--- SELECTION ---
Airbnb Snowflake dbt Analytics Project
Public analytics engineering portfolio project that loads the Inside Airbnb open dataset into Snowflake, transforms it with dbt, validates data quality, and powers a Streamlit reporting dashboard.
What This Project Demonstrates
- Snowflake raw-zone setup for open data ingestion
- Local CSV/GZIP loading into Snowflake internal stages
- dbt staging, intermediate, and mart model layers
- Incremental fact modeling with Snowflake merge strategy
- dbt generic tests and singular tests for data quality
- Model documentation with persisted docs support
- Streamlit dashboard connected to analytics marts
- Public-safe configuration with ignored local credential files
Dataset
Source: Inside Airbnb
Recommended classroom dataset: New York City, New York, United States.

--- DATA LINES ---
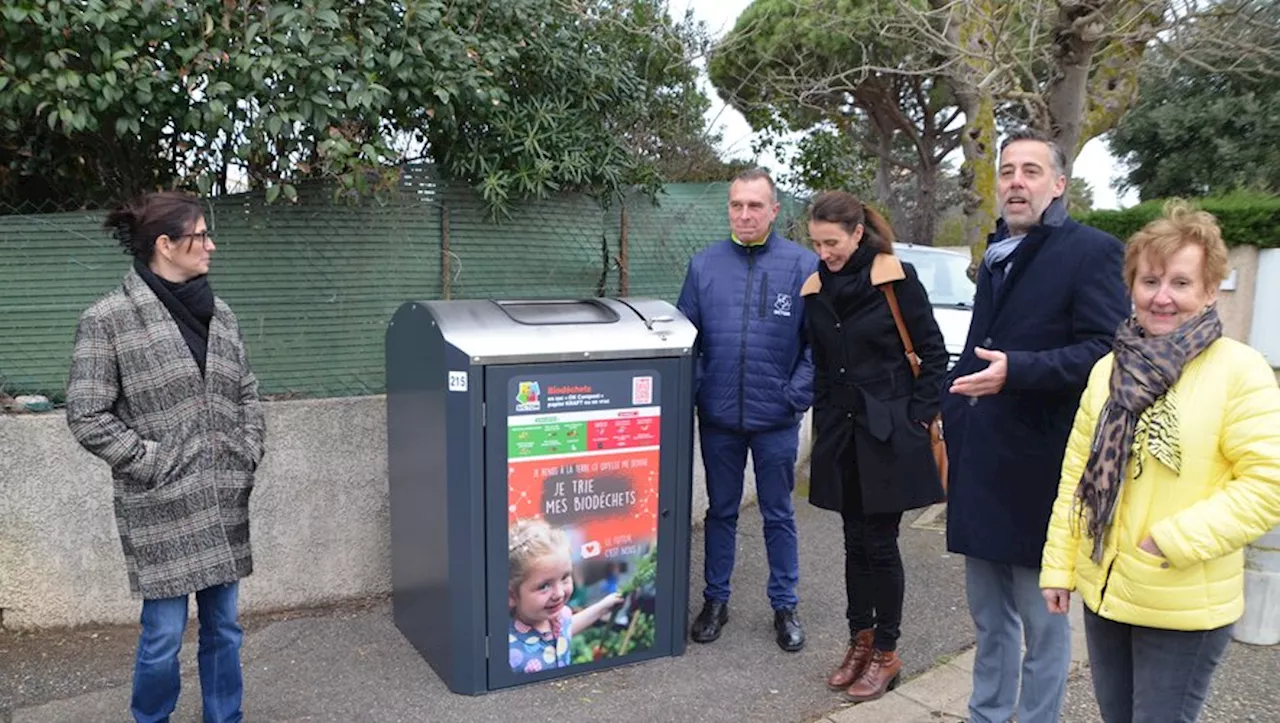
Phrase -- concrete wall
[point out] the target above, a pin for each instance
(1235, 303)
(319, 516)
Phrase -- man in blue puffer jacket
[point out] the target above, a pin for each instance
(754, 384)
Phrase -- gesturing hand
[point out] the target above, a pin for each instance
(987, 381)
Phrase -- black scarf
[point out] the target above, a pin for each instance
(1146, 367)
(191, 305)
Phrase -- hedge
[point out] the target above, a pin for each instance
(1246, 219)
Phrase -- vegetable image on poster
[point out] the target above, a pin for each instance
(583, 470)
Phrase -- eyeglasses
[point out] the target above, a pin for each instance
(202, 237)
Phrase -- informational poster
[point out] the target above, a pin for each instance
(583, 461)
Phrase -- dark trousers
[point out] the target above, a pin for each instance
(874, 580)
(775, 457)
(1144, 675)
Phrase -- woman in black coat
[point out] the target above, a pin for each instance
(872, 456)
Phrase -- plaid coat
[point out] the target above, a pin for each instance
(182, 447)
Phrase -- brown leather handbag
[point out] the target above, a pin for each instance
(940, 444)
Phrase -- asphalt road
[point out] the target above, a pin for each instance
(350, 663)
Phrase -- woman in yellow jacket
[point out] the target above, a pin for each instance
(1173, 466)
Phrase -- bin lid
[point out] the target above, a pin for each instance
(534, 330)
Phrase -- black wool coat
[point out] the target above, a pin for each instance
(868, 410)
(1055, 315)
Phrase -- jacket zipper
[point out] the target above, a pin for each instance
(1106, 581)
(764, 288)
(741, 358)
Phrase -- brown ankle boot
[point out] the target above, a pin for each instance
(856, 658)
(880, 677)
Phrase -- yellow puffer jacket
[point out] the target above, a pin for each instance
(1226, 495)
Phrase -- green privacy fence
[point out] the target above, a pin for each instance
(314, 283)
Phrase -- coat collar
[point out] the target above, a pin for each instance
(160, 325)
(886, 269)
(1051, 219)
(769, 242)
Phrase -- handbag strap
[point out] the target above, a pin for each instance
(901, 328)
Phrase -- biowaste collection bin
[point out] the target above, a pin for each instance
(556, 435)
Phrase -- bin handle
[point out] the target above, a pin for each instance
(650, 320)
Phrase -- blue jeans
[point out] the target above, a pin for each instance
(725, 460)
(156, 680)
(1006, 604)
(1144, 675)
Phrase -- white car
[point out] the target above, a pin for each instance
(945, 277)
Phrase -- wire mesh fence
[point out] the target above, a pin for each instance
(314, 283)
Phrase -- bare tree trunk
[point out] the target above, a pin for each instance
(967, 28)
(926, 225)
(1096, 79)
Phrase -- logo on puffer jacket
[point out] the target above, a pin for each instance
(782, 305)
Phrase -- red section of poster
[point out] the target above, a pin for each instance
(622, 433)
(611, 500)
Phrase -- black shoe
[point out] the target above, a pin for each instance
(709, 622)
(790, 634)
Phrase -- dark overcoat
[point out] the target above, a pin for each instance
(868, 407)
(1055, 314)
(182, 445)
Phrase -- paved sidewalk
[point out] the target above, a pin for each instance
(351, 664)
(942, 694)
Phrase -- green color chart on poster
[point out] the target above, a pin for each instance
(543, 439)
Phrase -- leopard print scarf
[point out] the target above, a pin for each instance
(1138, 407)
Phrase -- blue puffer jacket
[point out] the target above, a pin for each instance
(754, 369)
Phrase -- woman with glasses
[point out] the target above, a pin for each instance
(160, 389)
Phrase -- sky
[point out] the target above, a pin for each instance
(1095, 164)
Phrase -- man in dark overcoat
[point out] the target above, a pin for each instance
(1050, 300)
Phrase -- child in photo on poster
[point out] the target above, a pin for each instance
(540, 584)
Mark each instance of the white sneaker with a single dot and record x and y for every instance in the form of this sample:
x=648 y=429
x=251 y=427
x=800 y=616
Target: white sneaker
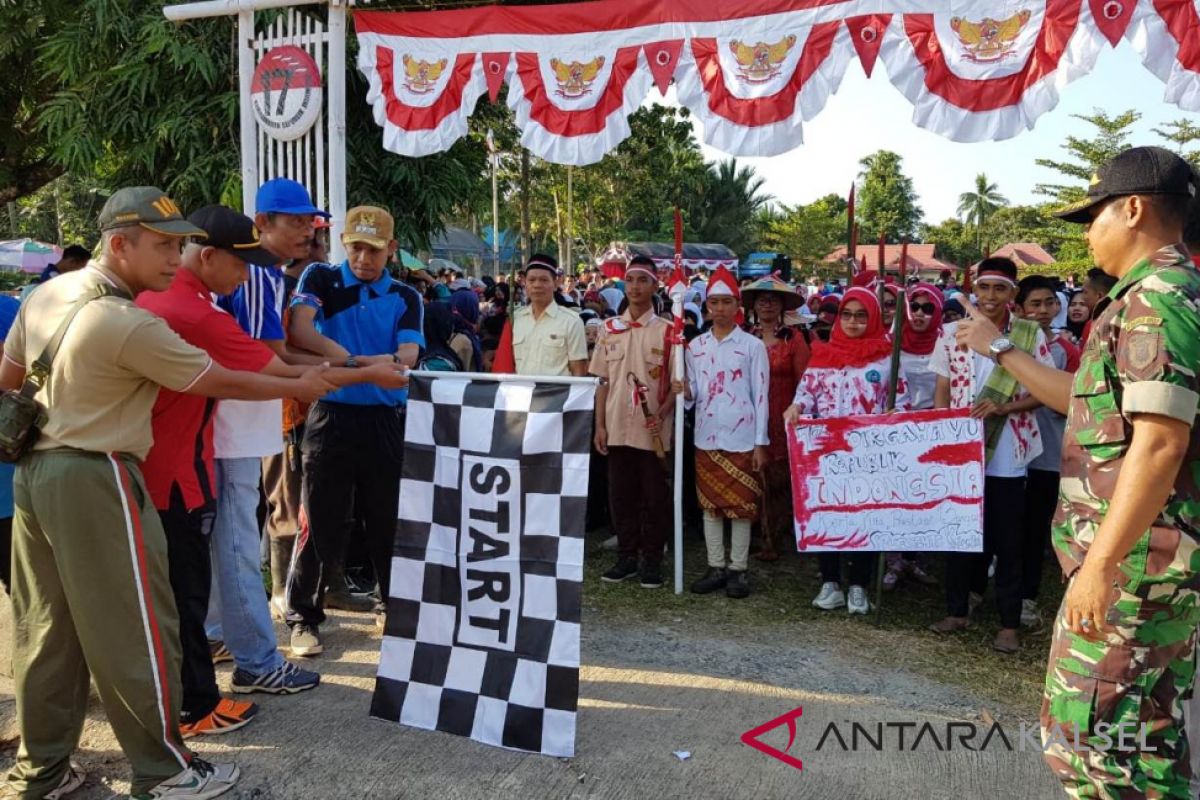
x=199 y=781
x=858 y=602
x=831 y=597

--- LIST OF TASKS ---
(a) Answer these from the project description, one answer per line:
(i) What source does the dataset come from?
(ii) Which strategy is used for incremental fact modeling?
(iii) Which city's data is recommended for classroom use?
(b) Summarize the project description in two sentences.
The records stand apart from the project description and are not part of it.

--- SOLVED PROBLEMS ---
(a)
(i) Inside Airbnb
(ii) The Snowflake merge strategy
(iii) New York City, New York, United States

(b) This public analytics engineering portfolio project loads the Inside Airbnb open dataset into Snowflake, transforms it with dbt, validates data quality, and feeds a Streamlit reporting dashboard. It demonstrates staging, intermediate, and mart model layers, incremental fact modeling, dbt tests, model documentation, and public-safe configuration, with New York City recommended as the classroom dataset.